#### STATED EXERCISE
For this exercise, repeat all of the material verbatim apart from its images.

Excerpts of location labeling data
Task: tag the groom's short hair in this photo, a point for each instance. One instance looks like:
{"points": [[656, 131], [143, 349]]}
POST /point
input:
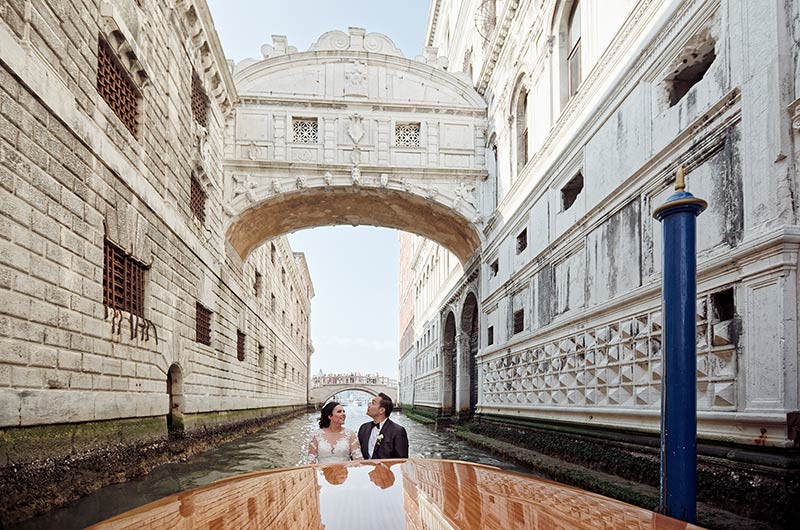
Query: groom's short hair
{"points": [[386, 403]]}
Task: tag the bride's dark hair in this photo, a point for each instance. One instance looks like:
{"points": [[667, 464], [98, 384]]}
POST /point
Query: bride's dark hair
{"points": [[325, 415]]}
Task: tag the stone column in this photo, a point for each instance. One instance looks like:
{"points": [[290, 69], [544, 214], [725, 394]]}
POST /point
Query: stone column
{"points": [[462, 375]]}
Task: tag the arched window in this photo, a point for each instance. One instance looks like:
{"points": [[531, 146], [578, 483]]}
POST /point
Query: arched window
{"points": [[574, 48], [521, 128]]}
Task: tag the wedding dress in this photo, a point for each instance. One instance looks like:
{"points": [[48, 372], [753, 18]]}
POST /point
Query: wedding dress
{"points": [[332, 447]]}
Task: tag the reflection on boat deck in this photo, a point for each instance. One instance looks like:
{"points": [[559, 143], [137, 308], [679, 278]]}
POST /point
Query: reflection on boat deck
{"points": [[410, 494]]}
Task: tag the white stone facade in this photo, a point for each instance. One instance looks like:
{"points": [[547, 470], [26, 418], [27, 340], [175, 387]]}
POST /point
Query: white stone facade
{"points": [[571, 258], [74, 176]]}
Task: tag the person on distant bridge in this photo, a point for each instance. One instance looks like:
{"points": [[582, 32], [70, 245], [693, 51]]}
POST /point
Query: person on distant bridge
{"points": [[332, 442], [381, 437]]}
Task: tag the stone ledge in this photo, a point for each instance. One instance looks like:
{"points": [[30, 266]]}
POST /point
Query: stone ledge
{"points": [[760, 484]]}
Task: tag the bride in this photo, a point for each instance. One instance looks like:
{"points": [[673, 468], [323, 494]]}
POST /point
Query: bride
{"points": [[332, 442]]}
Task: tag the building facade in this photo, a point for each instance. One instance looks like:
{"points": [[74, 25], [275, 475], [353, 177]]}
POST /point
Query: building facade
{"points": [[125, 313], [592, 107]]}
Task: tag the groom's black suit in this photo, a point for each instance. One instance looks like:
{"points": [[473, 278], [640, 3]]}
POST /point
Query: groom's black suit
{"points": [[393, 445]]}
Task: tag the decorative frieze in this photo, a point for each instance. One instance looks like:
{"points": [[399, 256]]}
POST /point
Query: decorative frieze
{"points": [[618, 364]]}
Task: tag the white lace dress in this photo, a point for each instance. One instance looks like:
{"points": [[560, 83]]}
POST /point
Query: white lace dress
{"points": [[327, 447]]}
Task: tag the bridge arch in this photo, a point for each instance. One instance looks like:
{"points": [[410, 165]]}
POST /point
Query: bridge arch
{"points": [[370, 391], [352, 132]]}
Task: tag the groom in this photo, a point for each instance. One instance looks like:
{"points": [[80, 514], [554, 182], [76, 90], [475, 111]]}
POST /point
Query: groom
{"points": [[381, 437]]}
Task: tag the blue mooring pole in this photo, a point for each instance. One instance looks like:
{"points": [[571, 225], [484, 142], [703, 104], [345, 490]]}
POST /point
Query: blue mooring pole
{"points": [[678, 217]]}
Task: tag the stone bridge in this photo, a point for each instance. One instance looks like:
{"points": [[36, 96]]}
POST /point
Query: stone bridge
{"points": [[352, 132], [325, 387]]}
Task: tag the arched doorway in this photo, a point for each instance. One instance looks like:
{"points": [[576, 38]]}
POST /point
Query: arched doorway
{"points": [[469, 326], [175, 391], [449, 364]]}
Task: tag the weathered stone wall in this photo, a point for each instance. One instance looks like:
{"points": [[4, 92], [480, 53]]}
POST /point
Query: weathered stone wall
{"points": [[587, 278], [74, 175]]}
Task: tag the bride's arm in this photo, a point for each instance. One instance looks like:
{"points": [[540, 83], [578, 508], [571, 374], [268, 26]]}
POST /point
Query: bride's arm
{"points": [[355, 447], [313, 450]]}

#### COMPLETE RESPONSE
Task: tag the groom's short hair in this photo, a point for each instance. One instance looks like:
{"points": [[656, 131], [143, 349]]}
POST /point
input:
Query: groom's short hair
{"points": [[386, 403]]}
Task: tag the bride's dark hair in this photo, a point for each instance. One instance looks like:
{"points": [[667, 464], [98, 384]]}
POST /point
Query: bride's dark hair
{"points": [[325, 415]]}
Task: tag the stone column in this photo, a point for each instance. One instance looks like:
{"points": [[290, 69], [544, 214], [725, 394]]}
POST /point
Query: stone column
{"points": [[462, 375]]}
Task: tag the arched window in this photo, a point for each instance. One instance looks like:
{"points": [[531, 146], [578, 483]]}
POST /point
Query: arched window
{"points": [[574, 48], [521, 128]]}
Task: tag the wedding dress in this photo, a point for each instance. One instance looks like:
{"points": [[48, 372], [753, 18]]}
POST /point
Query: wedding dress
{"points": [[332, 447]]}
Task: tag the reflection on boat deck in this photo, a point for each instance. One instance looks like:
{"points": [[559, 143], [137, 308], [679, 278]]}
POST /point
Query: reflection on boat deck
{"points": [[410, 494]]}
Task: tag the white stone facade in this photo, a point for each instance. One instance looks like:
{"points": [[547, 470], [26, 418], [27, 340], [175, 387]]}
POST /point
Query: white stone facade
{"points": [[571, 258], [74, 176]]}
Task: tag the person on distant bridge in this photo, a point for each instance. One instance looks like:
{"points": [[582, 32], [70, 245], [693, 51]]}
POST /point
Query: person on distant bridge
{"points": [[332, 442], [381, 437]]}
Task: tag the stone ledge in this photo, a point for each instance. One instance looks like:
{"points": [[30, 266]]}
POST /point
Query: stone ledge
{"points": [[760, 484]]}
Task: tag the bride in this photo, a point for each instance. One instance looks like:
{"points": [[673, 468], [323, 494]]}
POST /point
Query: bride
{"points": [[332, 442]]}
Task: tag the building facade in this photo, a point for each instance. One instance looks like:
{"points": [[74, 25], [275, 475], [353, 177]]}
POST /point
Query: building facade
{"points": [[125, 313], [592, 107]]}
Task: tag the groom's black suit in this photo, a point for each instance. One instance looks like:
{"points": [[473, 278], [640, 3]]}
POST /point
Query: groom's black suit
{"points": [[393, 445]]}
Task: tag the decorative frieze in this photo, a point for each instance. One instance looks like:
{"points": [[399, 256]]}
POST /point
Query: decorative frieze
{"points": [[618, 364]]}
Task: tag the white lace dress in this photo, a point for each instance. One instance looks like:
{"points": [[560, 83]]}
POST /point
Query: white lace dress
{"points": [[327, 447]]}
Task: tag the bridge arch in this photo, a point for each instance. One instance looks like:
{"points": [[410, 165]]}
POST /point
Query: bridge arch
{"points": [[370, 391], [352, 132]]}
Task: tag the groom in this photo, a point for each instance. One instance looks like:
{"points": [[80, 514], [554, 182], [76, 90], [475, 111]]}
POST /point
Query: groom
{"points": [[381, 437]]}
Task: tag the blue mooring pole in this photo, a point for each instance. One instance looks like:
{"points": [[571, 225], [484, 142], [703, 104], [345, 490]]}
POST /point
Query: blue mooring pole
{"points": [[678, 217]]}
Task: tag the stone bridge in this photo, a point for each instance. One instance looks like:
{"points": [[36, 96]]}
POST /point
Query: stone bridge
{"points": [[352, 132], [325, 387]]}
Task: tag the arched doorway in this photo, a point for each instance. One instance looks like:
{"points": [[576, 38]]}
POST /point
Query: arched doorway
{"points": [[469, 326], [175, 391], [449, 364]]}
Task: tag the weathered stone wall in this photo, a point for each instance. One instance looks like:
{"points": [[4, 92], [480, 53]]}
POST /point
Query: weathered stone wall
{"points": [[587, 278], [74, 175]]}
Task: tag the bride's arm in this photo, a point for each instance. One instance looks like:
{"points": [[540, 83], [578, 508], [571, 374], [268, 26]]}
POST /point
Query: bride's arm
{"points": [[355, 447], [313, 450]]}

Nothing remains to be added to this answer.